**Excerpt provided**
------------------------------------------------------------
I'd prefer "rabidly self-loathing", but hey, if the shoe fits. At least the transcriptionist got the [cackle] part right, what a freaking witch.

Let's review, so far we are blaming gays* and women. (*or at least homosexual tendencies, which I certainly wouldn't argue, but we would have to talking about repressed homosexual tendencies in "straight people," since Spc. Charles Graner (who worked in a prison stateside) and Pfc. Lynndie England, the man and woman figuring prominently in the photos were lovers, and none of the others implicated were openly gay.)

What a desperate attempt to avoid the obvious.

Personally I think it's incredibly naive to believe that such acts as these are not fairly typical of both war and prison situations in general, and to argue that they simply didn't happen, as some in this thread seem to want to believe, in the face of an explicit internal US Army report that they did is just willful avoidance.

Anyone familiar with Dr. Stanley Milgram's work or the Stanford Prison Experiments in the 70s would probably consider such events almost inevitable. In fact, these acts of 'mild' mind games and pseudo-sexually-based humiliation are almost exactly what the Standford experiments produced, down to the stripping, bags on the heads, golden showers and the small dick jokes, and these were "normal guys" without any additional motives of possibly obtaining valuable information or any "intelligence" lurking around dropping hints about 'softening' interrogation techniques.

Absolute power corrupts absolutely, and having the scruples to resist such corruption is a factor independent of gender, sexuality, race or creed.

(except for republicans...


joke!)


In spite of the the tone and the focus about Arab reactions in most of the reportage, I think Americans are far more outraged by it than Arabs, because Americans insist on promoting a totally unrealistic and sugar-coated view of both war and human behaviour in general, and we're always shocked when the truth leaks out. We'd like to pretend I suppose that most people, having listened to the lamentations about the horror perpetrated on our country for three solid years and then put in a situation of total control over 'suspect Iraqis,' would probably serve them chamomile tea, play some Yanni and run warm bubble-baths for them.

You can continue to argue whether these acts were "torture" all you want and whether it's a 'gay thing' or a 'female thing,' it doesn't really matter, The only question is whether you think it's excusable behaviour--for anyone.
------------------------------------------------------------
**Given entries**
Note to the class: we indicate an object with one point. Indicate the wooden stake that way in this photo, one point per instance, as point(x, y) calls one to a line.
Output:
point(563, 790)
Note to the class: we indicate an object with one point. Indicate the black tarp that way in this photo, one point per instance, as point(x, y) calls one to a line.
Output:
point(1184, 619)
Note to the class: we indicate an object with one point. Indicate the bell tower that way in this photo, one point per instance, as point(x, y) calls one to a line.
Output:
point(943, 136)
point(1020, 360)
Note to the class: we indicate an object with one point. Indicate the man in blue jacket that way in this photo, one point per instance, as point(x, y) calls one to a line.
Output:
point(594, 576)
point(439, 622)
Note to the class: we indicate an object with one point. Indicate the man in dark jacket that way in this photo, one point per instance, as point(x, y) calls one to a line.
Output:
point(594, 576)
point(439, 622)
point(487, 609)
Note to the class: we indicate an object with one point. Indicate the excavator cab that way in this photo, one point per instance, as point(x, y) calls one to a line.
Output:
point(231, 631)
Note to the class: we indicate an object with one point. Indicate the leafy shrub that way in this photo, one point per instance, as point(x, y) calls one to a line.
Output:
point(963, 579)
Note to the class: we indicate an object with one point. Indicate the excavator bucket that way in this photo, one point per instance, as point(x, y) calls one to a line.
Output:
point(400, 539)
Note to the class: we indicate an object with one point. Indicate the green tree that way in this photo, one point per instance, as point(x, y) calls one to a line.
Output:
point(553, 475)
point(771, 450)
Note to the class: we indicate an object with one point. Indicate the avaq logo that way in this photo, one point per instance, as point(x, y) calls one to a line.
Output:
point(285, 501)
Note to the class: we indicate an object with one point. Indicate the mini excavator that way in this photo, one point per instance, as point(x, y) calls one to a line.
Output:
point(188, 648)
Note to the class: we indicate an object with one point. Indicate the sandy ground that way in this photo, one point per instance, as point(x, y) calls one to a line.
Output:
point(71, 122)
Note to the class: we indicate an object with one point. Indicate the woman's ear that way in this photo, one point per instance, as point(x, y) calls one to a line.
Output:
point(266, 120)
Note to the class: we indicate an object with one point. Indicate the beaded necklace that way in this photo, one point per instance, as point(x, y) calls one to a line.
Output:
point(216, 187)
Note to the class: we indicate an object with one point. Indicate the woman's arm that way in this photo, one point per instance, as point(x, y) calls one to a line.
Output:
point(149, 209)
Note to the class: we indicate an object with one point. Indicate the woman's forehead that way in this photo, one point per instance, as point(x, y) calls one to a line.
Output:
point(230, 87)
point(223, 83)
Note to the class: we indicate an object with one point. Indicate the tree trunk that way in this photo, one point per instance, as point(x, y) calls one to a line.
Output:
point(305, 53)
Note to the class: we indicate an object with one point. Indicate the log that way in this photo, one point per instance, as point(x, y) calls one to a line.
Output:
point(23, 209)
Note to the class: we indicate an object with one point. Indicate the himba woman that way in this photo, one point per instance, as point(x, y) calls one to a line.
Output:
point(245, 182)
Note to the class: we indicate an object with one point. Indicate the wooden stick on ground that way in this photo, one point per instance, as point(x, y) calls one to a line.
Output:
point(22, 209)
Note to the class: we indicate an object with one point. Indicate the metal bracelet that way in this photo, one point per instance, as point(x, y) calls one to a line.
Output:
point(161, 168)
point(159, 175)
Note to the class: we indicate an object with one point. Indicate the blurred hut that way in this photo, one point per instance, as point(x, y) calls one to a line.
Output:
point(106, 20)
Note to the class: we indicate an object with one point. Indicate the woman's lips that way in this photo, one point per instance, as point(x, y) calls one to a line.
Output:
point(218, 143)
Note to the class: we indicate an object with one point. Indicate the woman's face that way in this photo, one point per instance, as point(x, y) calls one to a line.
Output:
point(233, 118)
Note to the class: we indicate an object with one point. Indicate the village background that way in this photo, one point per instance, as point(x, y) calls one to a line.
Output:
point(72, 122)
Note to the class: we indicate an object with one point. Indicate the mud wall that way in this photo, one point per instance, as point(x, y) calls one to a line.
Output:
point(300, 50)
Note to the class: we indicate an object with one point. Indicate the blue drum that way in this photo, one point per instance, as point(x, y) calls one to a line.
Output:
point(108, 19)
------------------------------------------------------------
**Jobs**
[1] From the prison abuse comment at the top of the page, reproduce word for word the stretch from "You can continue" through "excusable behaviour--for anyone.".
[2] Translate this sentence from the prison abuse comment into Spanish: "Absolute power corrupts absolutely, and having the scruples to resist such corruption is a factor independent of gender, sexuality, race or creed."

**Solved problems**
[1]
You can continue to argue whether these acts were "torture" all you want and whether it's a 'gay thing' or a 'female thing,' it doesn't really matter, The only question is whether you think it's excusable behaviour--for anyone.

[2] El poder absoluto corrompe absolutamente, y tener los escrúpulos para resistir tal corrupción es un factor independiente del género, la sexualidad, la raza o el credo.